> **Task list**:
- A) Return the passage of the OASIS-2 notebook starting with "if os.path.isdir(uncompressedDirPath): # if file" and going on through "tar.extractall(datadir)".
- B) According to the OASIS-2 notebook, what happens to the tar.gz files once the uncompressed files are available?

> **Page extract**:

########

In this notebook, we will gather all the OASIS-2 data .
The code in this notebook will uncompress the tar.gz files and drop the uncompressed folders into scratch folders.
It will also clean up any tar.gz files since they are no longer needed once the uncompressed files are available. 

In [1]:
# Import standard Python distribution libraries
import tarfile
import os
import re
import subprocess
import pickle

# Additional libraries 
import pandas as pd
from tqdm import tqdm

### Download each of the OASIS-2 tar.gz files 
This is data provided directly from the OASIS-2 website as part of instructions stated in [this link](https://www.oasis-brains.org/#data). Once there, navigate to 'OASIS-2' and the 'Downlaod instructions' references the links being used below.

In [2]:
# Define base path where files will be stored.
# This is unpacked from the pickle file created in Step 0.

with open('pickledHomeScratchShared.pickle', "rb") as f:
    baseHomePath,baseScratchPath,baseSharedPath = pickle.load(f)

In [3]:
#Create the tar_gz_files if it does not exist
if not os.path.exists("{}/data/tar_gz_files".format(baseScratchPath)):
    print('tar_gz_files does not exist.Creating directory...')
    subprocess.run(["mkdir", "-p", "{}/data/tar_gz_files".format(baseScratchPath)]) 

In [4]:
# Function to find all tar.gz files in a directory and then uncompress them to another directory.
"""
# Old code below just for reference before testing new code
def uncompressTar(datadir):
    for root, dirs, files in os.walk(datadir):
        for file in files:
            if re.match("^.+tar\.gz$",file):
                fullFilePath = root+'/'+ file # Get full file path
                uncompressedDirPath = re.sub("\.tar\.gz$", "", datadir + '/' + file)
                if os.path.isdir(uncompressedDirPath): # if file exists, do not try and uncompress and simply warn user
                    print("The folder {} exists. Hence skipping uncompressing".format(uncompressedDirPath))
                else:
                    print("The folder does not exist. Proceeding with uncompressing")
                    tar = tarfile.open(fullFilePath, 'r:gz')
                    tar.extractall(datadir)
                    tar.close()          
                    
# Run function to uncompress tar.gz files
uncompressTar("/home/anilcm/milestone_II_project/data")
"""

# Function to find all tar.gz files in a directory and then uncompress them to another directory.
def uncompressTar(datadir):
    baseDirs = list()
    for root, dirs, files in os.walk(datadir):
        for file in files:
            if re.match("^.+tar\.gz$",file):
                fullFilePath = root+'/'+ file # Get full file path
                tar = tarfile.open(fullFilePath, 'r:gz')
                members = tar.getmembers() # Get a list of all the 'members' in the archive
                baseDir = os.path.commonprefix([m.name for m in members]) # Get the base directory by finding the common prefix of all members' names
                baseDir = baseDir.rstrip("/") # Remove trailing slashes from the base directory
                baseDirs.append(baseDir)
                uncompressedDirPath = datadir + '/' + baseDir
                if os.path.isdir(uncompressedDirPath): # if folder exists, do not try and uncompress and simply warn user
                    print("The folder {} exists. Hence skipping uncompressing".format(uncompressedDirPath))

########

> **Data shown**:
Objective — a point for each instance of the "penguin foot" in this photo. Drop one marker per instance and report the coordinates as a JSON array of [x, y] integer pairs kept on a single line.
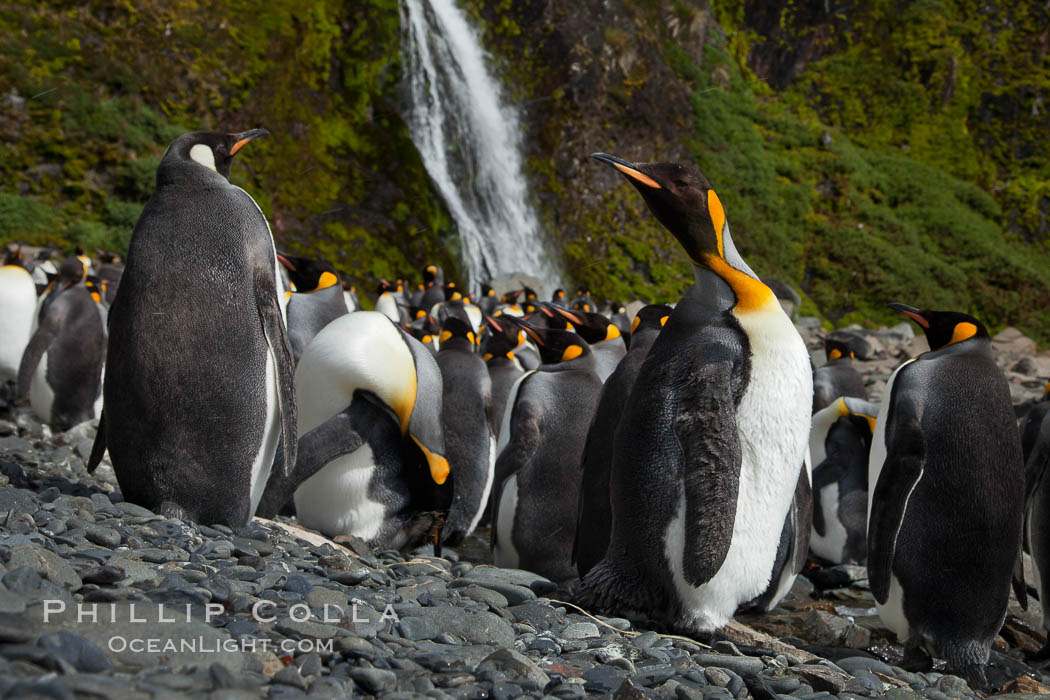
[[916, 659], [1041, 655]]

########

> **In response**:
- A)
if os.path.isdir(uncompressedDirPath): # if file exists, do not try and uncompress and simply warn user
                    print("The folder {} exists. Hence skipping uncompressing".format(uncompressedDirPath))
                else:
                    print("The folder does not exist. Proceeding with uncompressing")
                    tar = tarfile.open(fullFilePath, 'r:gz')
                    tar.extractall(datadir)

- B) They are cleaned up because they are no longer needed.